## 原始数据
---

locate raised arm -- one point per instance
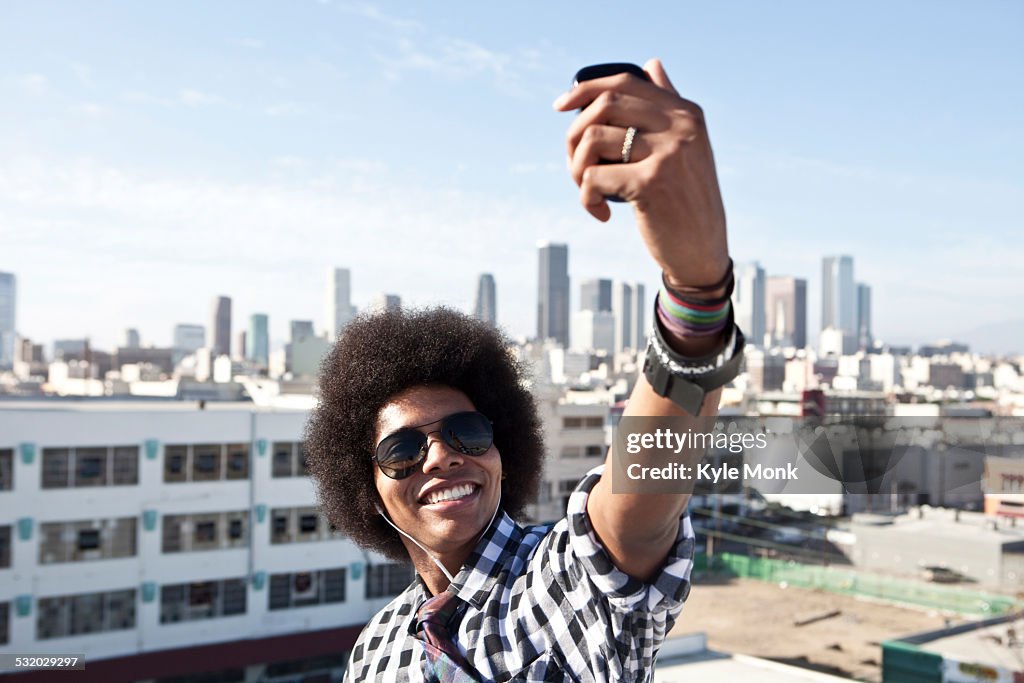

---

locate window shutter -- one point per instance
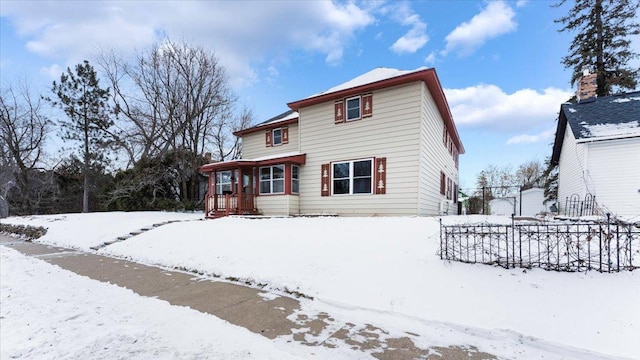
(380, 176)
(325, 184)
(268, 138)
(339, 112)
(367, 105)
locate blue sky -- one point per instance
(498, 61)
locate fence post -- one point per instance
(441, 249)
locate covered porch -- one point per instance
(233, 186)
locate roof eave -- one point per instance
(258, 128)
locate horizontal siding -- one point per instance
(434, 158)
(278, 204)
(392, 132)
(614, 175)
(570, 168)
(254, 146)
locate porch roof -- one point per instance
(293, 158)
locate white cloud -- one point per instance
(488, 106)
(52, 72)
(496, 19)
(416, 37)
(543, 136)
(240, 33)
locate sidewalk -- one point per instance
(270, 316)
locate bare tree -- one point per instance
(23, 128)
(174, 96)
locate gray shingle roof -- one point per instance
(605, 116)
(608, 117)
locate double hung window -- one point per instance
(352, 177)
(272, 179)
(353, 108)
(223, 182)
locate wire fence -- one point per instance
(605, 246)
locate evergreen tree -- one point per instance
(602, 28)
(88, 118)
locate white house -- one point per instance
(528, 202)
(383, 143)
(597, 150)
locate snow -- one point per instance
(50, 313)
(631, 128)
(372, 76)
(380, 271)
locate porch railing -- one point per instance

---

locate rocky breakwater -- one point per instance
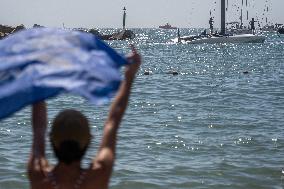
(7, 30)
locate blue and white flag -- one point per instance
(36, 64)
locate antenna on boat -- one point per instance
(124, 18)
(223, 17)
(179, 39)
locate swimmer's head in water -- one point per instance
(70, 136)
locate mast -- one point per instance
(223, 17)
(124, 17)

---

## 练习目标
将清单中以含有“locate sidewalk -- one point per instance”的那一行开头、到含有“locate porch railing”的那一行结束的部分（首尾两行都算在内）改写成 Markdown 表格，设“序号”和“内容”两列，每行一条，空行略去。

## 本题解答
| 序号 | 内容 |
|---|---|
| 1 | locate sidewalk -- one point per instance |
| 2 | (270, 316) |
| 3 | locate bare tree -- one point per instance |
| 4 | (23, 128) |
| 5 | (174, 96) |
| 6 | locate gray shingle roof -- one point per instance |
| 7 | (605, 116) |
| 8 | (608, 117) |
| 9 | locate double hung window -- one point per instance |
| 10 | (352, 177) |
| 11 | (272, 179) |
| 12 | (353, 108) |
| 13 | (223, 182) |
| 14 | locate wire fence -- one point per instance |
| 15 | (605, 246) |
| 16 | locate evergreen tree -- one point per instance |
| 17 | (602, 28) |
| 18 | (88, 118) |
| 19 | locate white house -- one point per instance |
| 20 | (528, 202) |
| 21 | (383, 143) |
| 22 | (597, 150) |
| 23 | locate snow -- one point per instance |
| 24 | (50, 313) |
| 25 | (631, 128) |
| 26 | (372, 76) |
| 27 | (380, 271) |
| 28 | locate porch railing -- one point per instance |